- [The data]:
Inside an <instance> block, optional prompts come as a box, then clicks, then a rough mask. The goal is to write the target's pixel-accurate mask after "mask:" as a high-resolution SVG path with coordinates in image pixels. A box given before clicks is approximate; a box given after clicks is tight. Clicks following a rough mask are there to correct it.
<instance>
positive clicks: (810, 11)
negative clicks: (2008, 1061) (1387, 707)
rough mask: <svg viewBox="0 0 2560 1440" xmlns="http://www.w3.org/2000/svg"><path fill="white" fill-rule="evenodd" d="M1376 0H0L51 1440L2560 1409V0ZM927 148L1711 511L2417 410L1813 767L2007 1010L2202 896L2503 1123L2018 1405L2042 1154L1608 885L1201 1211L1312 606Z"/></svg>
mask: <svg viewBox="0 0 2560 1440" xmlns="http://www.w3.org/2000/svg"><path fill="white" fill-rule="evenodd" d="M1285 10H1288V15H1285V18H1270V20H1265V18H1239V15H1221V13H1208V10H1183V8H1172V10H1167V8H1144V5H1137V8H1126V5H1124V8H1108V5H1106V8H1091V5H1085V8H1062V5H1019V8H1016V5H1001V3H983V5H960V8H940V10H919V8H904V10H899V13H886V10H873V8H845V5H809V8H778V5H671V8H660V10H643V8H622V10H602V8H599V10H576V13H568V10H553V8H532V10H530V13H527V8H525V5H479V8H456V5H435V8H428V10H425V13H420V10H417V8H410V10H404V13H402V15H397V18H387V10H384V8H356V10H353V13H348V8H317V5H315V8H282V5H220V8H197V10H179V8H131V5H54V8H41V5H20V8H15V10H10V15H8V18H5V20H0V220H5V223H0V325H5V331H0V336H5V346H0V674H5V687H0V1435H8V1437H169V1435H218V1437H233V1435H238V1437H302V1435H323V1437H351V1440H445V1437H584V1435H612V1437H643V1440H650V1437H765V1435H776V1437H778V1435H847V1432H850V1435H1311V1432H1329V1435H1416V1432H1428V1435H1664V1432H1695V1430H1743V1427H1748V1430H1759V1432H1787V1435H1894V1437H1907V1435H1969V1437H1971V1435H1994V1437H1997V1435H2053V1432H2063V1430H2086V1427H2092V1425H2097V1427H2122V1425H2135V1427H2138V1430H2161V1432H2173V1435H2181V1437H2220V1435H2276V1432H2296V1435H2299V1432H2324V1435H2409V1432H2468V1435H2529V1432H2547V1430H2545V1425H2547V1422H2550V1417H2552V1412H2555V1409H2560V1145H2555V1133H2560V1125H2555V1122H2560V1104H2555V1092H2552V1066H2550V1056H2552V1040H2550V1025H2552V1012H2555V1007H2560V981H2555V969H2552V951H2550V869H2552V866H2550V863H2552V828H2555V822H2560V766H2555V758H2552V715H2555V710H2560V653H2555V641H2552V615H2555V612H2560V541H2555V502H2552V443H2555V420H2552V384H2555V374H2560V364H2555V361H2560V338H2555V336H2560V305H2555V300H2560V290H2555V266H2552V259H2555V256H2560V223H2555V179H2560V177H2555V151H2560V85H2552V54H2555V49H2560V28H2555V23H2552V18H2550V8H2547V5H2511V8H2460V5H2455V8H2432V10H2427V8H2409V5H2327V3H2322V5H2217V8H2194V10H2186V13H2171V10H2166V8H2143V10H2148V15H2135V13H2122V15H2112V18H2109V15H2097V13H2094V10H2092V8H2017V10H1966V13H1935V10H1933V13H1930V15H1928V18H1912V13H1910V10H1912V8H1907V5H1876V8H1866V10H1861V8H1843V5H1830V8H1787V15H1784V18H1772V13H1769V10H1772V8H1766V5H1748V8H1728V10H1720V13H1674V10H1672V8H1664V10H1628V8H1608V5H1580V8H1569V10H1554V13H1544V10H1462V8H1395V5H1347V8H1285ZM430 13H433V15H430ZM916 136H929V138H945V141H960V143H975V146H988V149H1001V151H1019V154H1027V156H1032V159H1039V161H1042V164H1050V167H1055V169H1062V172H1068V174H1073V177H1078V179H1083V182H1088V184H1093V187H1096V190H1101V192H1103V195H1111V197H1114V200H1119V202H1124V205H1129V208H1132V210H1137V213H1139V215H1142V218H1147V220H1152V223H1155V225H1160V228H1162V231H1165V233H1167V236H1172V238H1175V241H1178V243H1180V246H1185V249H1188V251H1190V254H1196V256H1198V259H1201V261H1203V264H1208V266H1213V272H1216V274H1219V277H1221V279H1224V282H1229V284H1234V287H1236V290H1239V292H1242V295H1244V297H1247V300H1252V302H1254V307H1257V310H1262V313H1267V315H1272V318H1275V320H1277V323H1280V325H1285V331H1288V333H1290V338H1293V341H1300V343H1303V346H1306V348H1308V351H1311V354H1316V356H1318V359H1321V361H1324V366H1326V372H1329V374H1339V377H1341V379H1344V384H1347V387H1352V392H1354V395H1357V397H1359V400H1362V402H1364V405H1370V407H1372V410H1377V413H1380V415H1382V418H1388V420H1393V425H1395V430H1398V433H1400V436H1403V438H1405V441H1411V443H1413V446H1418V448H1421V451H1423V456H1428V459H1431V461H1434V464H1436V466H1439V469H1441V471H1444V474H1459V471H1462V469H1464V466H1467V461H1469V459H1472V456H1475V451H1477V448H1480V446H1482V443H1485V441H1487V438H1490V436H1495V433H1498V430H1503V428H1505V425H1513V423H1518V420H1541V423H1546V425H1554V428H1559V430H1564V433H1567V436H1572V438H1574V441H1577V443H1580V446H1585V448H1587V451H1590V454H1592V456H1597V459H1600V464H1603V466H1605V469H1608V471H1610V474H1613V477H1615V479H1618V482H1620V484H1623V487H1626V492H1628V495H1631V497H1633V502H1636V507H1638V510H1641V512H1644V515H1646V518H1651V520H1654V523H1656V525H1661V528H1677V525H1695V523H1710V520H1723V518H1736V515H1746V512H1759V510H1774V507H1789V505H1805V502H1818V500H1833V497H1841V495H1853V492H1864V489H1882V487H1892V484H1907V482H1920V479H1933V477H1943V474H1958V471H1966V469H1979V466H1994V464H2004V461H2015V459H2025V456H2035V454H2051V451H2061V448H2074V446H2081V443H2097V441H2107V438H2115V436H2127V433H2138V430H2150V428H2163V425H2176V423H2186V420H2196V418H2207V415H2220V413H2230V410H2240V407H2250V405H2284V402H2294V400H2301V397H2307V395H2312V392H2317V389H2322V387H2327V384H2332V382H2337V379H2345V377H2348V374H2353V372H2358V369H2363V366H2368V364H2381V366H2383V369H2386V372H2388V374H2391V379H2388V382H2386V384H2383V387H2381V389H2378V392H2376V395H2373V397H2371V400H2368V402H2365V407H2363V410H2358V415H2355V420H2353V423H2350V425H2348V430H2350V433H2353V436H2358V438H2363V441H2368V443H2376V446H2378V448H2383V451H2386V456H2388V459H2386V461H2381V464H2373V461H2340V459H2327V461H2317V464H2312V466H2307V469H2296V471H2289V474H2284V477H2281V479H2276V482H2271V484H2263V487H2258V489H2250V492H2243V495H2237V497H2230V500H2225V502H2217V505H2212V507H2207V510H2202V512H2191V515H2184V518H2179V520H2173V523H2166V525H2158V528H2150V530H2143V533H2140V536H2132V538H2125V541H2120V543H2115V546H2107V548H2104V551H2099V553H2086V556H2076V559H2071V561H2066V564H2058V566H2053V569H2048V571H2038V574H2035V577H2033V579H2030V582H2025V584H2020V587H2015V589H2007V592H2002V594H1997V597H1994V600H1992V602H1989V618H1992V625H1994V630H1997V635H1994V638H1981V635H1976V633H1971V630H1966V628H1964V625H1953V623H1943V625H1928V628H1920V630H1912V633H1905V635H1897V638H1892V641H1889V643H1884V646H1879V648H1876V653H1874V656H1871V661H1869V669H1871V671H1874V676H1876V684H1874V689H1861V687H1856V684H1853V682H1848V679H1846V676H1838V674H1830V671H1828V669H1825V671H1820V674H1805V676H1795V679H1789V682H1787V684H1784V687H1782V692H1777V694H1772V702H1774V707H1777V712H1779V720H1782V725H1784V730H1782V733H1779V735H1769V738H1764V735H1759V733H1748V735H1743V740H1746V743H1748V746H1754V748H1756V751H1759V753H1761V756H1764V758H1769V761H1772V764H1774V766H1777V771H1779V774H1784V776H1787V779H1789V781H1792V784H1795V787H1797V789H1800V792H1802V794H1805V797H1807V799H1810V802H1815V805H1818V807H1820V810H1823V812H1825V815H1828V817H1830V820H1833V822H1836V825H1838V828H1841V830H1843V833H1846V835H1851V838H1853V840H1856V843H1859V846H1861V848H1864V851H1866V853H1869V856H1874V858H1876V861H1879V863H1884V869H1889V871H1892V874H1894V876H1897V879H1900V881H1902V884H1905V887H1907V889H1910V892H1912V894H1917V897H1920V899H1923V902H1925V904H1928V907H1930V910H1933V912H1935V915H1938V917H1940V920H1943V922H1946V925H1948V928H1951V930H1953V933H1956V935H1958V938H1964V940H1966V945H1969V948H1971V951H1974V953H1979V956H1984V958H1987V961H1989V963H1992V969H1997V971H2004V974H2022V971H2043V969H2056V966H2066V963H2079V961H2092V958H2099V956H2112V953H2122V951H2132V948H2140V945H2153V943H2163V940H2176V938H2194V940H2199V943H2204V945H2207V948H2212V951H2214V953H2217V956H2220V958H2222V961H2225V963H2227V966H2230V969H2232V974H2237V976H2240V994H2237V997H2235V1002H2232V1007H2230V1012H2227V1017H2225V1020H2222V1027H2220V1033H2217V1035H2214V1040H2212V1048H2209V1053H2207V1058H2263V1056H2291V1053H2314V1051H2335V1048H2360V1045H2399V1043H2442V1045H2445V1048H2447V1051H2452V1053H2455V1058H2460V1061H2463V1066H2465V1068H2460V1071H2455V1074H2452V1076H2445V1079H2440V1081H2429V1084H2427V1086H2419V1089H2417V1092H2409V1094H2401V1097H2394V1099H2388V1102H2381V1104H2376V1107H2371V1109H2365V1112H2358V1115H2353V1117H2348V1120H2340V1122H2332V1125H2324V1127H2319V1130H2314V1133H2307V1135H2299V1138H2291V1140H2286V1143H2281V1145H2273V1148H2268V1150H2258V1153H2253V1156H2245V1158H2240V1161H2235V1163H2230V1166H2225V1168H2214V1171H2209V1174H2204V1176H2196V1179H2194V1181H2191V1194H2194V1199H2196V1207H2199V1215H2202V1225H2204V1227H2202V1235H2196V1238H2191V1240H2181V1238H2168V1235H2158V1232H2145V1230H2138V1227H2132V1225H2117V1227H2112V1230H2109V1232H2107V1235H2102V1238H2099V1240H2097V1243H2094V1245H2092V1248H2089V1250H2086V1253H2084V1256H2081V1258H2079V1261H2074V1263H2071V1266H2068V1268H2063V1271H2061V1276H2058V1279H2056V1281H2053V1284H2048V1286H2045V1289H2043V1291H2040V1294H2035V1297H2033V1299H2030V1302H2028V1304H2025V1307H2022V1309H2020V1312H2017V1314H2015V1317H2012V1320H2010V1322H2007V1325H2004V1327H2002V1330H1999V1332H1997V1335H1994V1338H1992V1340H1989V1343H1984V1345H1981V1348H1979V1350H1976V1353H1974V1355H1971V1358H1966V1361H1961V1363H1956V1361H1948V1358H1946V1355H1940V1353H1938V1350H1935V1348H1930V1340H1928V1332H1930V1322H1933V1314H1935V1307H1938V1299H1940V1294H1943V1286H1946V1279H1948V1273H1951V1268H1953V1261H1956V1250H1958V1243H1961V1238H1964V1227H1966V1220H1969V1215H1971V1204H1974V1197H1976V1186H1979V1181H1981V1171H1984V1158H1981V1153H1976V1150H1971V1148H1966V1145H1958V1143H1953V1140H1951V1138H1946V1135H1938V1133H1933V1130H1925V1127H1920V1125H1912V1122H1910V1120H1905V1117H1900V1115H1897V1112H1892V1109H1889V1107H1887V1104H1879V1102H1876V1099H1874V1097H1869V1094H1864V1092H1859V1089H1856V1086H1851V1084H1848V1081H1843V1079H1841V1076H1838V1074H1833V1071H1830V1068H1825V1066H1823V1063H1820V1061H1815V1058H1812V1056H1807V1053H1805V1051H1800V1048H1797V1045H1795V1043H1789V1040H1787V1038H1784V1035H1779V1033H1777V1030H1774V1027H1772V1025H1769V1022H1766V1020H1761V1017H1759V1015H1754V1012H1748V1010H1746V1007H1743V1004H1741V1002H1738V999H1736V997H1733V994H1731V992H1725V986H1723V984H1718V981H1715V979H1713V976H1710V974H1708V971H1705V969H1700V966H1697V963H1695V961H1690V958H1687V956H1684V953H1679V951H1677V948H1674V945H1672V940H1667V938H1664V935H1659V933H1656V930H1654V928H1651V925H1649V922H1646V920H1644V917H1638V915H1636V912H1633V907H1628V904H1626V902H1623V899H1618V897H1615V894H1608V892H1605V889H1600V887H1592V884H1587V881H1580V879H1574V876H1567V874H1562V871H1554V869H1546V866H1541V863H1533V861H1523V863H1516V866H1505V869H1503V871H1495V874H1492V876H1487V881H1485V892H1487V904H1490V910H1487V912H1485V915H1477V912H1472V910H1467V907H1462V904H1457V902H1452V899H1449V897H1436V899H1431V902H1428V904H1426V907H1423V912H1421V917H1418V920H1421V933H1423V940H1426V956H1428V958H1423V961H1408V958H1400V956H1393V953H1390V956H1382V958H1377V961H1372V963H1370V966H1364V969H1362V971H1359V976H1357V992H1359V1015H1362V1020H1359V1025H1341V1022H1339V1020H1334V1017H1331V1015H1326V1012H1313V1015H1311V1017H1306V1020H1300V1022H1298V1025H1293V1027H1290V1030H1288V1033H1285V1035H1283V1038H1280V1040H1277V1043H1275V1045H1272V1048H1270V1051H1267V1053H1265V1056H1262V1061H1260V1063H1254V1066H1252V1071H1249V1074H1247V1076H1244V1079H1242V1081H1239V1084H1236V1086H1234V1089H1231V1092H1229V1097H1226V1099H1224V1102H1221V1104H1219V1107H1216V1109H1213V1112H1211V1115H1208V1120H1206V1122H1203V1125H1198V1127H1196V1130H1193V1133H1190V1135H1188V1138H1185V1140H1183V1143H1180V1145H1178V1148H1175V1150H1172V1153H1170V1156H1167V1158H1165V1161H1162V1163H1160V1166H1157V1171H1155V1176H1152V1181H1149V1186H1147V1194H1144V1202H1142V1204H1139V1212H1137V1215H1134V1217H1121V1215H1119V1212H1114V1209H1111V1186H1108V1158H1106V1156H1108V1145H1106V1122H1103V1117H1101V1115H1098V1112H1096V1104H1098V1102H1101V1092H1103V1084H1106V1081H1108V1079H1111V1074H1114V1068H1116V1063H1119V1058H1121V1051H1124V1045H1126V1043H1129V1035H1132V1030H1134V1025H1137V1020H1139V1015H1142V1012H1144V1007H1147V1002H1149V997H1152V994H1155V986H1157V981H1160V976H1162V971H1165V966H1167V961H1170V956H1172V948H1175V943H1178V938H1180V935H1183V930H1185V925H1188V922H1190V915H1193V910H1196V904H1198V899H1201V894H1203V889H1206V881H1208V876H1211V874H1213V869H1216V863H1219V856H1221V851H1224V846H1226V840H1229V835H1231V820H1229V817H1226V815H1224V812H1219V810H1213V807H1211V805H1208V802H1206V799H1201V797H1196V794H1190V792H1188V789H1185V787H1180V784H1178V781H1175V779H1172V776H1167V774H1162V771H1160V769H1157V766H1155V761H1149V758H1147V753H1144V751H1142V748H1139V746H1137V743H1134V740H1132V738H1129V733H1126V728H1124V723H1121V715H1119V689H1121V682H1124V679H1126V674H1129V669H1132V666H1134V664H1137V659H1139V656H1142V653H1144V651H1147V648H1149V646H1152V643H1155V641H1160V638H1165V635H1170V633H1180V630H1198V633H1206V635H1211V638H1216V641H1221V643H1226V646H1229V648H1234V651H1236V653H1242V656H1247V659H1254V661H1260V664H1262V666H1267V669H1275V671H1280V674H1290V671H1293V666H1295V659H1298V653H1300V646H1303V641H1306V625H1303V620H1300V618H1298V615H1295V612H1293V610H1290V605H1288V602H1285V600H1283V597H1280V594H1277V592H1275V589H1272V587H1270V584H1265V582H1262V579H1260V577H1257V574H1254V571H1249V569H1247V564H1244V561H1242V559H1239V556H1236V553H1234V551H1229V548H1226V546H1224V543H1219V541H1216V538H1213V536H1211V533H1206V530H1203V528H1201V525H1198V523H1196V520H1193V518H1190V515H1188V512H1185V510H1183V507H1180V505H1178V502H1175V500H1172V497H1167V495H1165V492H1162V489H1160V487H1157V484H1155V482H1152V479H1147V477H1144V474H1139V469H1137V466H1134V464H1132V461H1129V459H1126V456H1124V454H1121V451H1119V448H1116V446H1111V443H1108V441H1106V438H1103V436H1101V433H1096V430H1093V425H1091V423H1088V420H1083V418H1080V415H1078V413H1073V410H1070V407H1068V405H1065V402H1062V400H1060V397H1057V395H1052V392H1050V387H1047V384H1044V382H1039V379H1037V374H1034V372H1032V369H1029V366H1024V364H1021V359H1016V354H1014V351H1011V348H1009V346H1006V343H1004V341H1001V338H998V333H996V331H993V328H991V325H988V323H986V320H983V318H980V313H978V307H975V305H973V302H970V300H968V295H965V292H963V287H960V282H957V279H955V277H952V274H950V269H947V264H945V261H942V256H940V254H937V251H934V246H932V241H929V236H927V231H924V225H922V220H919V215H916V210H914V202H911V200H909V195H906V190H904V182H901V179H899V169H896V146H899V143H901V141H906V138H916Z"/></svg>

- [The task]: Copy out the entries from the start up to and including the line with "negative clicks: (2008, 1061) (1387, 707)", keeping each line unchanged.

- [Written solution]:
Inside an <instance> block, optional prompts come as a box, then clicks, then a rough mask. The goal is to write the target's pixel-accurate mask after "mask:" as a high-resolution SVG path with coordinates in image pixels. A box given before clicks is approximate; a box given after clicks is tight. Clicks following a rough mask are there to correct it.
<instance>
positive clicks: (810, 11)
negative clicks: (2008, 1061) (1387, 707)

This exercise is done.